[DATA PROVIDED]

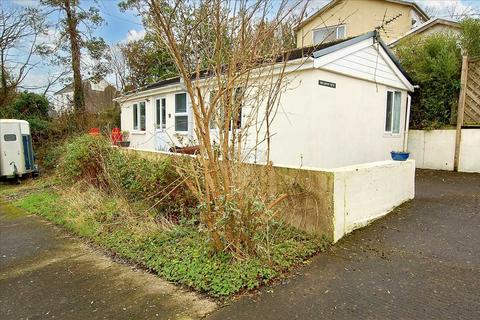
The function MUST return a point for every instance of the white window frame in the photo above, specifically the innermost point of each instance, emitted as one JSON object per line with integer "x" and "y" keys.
{"x": 330, "y": 27}
{"x": 163, "y": 121}
{"x": 186, "y": 113}
{"x": 392, "y": 117}
{"x": 138, "y": 128}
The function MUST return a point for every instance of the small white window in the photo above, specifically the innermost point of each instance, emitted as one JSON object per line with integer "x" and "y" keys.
{"x": 393, "y": 110}
{"x": 328, "y": 34}
{"x": 139, "y": 116}
{"x": 181, "y": 113}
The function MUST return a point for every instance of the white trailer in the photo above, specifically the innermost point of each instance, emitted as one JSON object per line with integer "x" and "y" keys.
{"x": 16, "y": 149}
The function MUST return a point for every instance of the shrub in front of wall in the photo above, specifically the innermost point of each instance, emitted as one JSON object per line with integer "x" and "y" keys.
{"x": 92, "y": 159}
{"x": 434, "y": 63}
{"x": 85, "y": 158}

[/DATA PROVIDED]

§ TRY IT:
Your task is to restate, word for word, each line from the one that includes "of the small" to the end of the records, with both ends included and nothing else.

§ RESPONSE TO THE EXERCISE:
The function MUST return a point for every instance of the small white window in the photo above, specifically the innermost point of each instance, emitted as one JSON object per line with integer "x" and "y" keys.
{"x": 393, "y": 110}
{"x": 328, "y": 34}
{"x": 139, "y": 116}
{"x": 181, "y": 113}
The function MUST return a point for every instance of the white trailer in the photo above, specifically the innermost point of each instance, emitted as one JSON object per line with integer "x" and "y" keys.
{"x": 16, "y": 149}
The function MUST return a point for every instance of the shrub in front of wall in the photo above, specifically the innermost point of each instance, emitted as one JSON object per line with integer "x" and "y" keys.
{"x": 92, "y": 159}
{"x": 434, "y": 63}
{"x": 85, "y": 158}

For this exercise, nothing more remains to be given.